Edit the entries below so that "wooden table" becomes "oak table", and leave every other part unchanged.

### RAW DATA
⟨
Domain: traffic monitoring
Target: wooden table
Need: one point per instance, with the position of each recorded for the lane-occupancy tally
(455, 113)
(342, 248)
⟩
### ANSWER TO THIS EXERCISE
Domain: traffic monitoring
Target: oak table
Need: one point per instance, with the position of each recorded for the lane-occupancy tally
(455, 113)
(342, 248)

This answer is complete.